- WHAT YOU NEED TO DO -
a: In the essay about burnout and getting older, at what age did the writer go back for a last master's degree?
b: Continue the essay about burnout and getting older from the point where it stops.

- DOCUMENT EXCERPT -
§ §

I push the treadmill speed past six and look up into the mirror in front of me. I see determination staring back. I see the runners on both sides of me and I have a good ten years on them. When did this happen?
I was always the youngest in the pack. In my career climb, I was the youngest in the department, on the management team, and heading a division. My birthday is late, so I was always one of the youngest in my class. That is until I returned to get my last master’s degree when I was 38.
As you age, you learn from life and experience. Most days you share from the days behind you with those who will need your wisdom for the days ahead. I have a lot of life and experience to share. When I went through my phase of burnout, I didn’t have the energy for life or sharing. But on this side of burnout, in hindsight, it seems so obvious and easily avoidable that I can’t help but want to make things easier for others.

§ §

- DATASET EXCERPTS -
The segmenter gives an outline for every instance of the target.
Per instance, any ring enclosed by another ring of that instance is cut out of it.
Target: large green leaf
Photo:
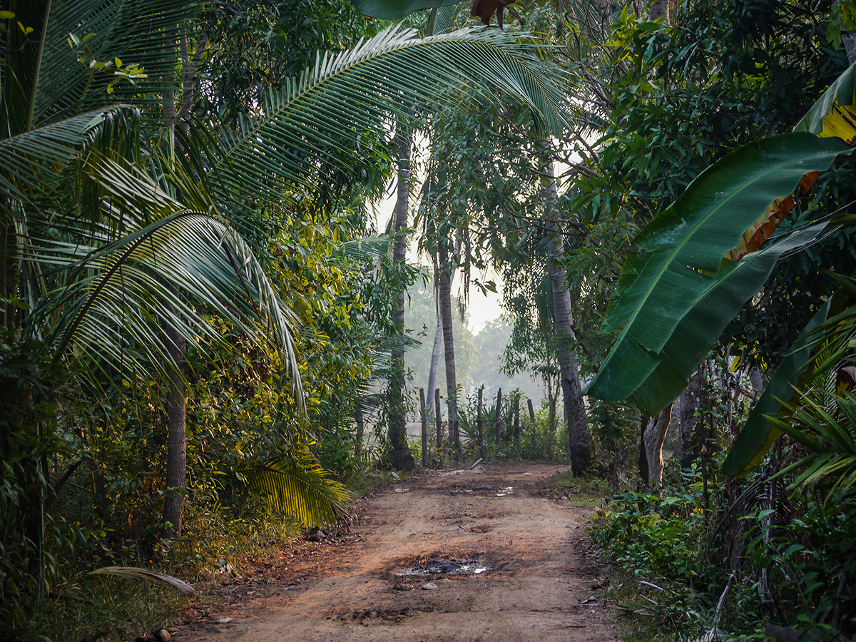
[[[716,282],[693,302],[660,351],[657,367],[631,395],[633,402],[653,414],[663,400],[677,397],[725,326],[770,277],[782,255],[811,243],[825,228],[825,223],[809,225],[736,263],[723,259]]]
[[[754,294],[750,288],[722,286],[731,285],[726,276],[734,269],[723,261],[725,253],[775,199],[794,192],[805,173],[825,169],[848,152],[836,138],[791,133],[746,145],[704,170],[634,240],[639,250],[625,264],[602,328],[621,332],[585,392],[607,401],[634,395],[651,414],[665,407],[680,393],[675,391],[675,372],[691,373],[698,363],[690,365],[688,354],[674,349],[681,337],[670,346],[668,359],[663,354],[681,321],[698,302],[716,309],[715,299],[704,296],[711,288],[717,288],[716,294],[740,293],[744,303]],[[730,307],[734,305],[736,300]],[[714,330],[722,318],[698,318],[710,324],[699,331],[707,348],[716,342]],[[656,373],[658,368],[663,371]],[[639,391],[652,375],[652,383],[670,381],[668,392],[655,385]]]
[[[70,239],[32,239],[27,250],[29,261],[62,276],[30,324],[55,347],[55,361],[72,349],[88,363],[123,364],[143,377],[166,374],[166,326],[191,345],[203,337],[222,343],[201,307],[259,343],[271,341],[302,405],[295,318],[240,235],[204,199],[192,203],[199,211],[190,210],[139,170],[100,157],[89,164],[108,197],[103,224],[83,237],[78,229]],[[182,193],[192,197],[193,189],[187,185]],[[74,229],[73,215],[67,220],[56,213],[52,223]]]
[[[722,472],[740,476],[754,467],[782,436],[781,421],[770,421],[800,396],[799,390],[823,379],[852,354],[856,308],[847,307],[853,282],[827,300],[811,318],[782,360],[734,440]],[[821,349],[822,348],[822,349]]]
[[[347,173],[366,141],[462,87],[499,90],[528,105],[545,133],[568,124],[568,101],[536,45],[497,29],[461,29],[420,39],[391,27],[265,93],[258,115],[219,140],[193,139],[194,171],[224,203],[245,207],[277,179],[312,184],[318,168]],[[463,92],[458,92],[462,95]],[[367,135],[371,133],[372,135]]]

§ §

- ANSWER SET -
a: 38

b:
We move to some kick-boxing in our HIIT class. This is insane. As I watch the 21-year-old demonstrate the exercise, I wonder if she will be doing this at my age. I admit I am comforted by watching the young guys struggle to do it right. The difference is that they don’t appear to have my concern for something popping out of place.
At my age….
Except at their age I didn’t exercise.
Aging is inevitable, but hopefully, we get to have some say in how we do it. Although I have much to share of the seasons that have come and gone, I feel like a newborn to this aging thing.
I have good examples and poor examples around me. Do we have a choice?
I am praying that my life experience and the picture in the rearview mirror will inform my path forward, albeit a new way. It is hard and scary going on a journey to a new place in the dark of night. That is what it feels like doesn’t it?
I am daunted.
As we care for aging parents, the pressure is pressed up against our hearts, threatening our sanity and our current season in life. I admit to myself that as much as I hate the timing, it is just in time.
There is still time.
Time for wise decisions.
Time for correction.
Time for grace.
I wish I had enough in the rearview mirror to advise you, guide you, and encourage you. Unfortunately, I sit at a crossroads and must determine my own path and direction. As I navigate, I see many crossroads ahead.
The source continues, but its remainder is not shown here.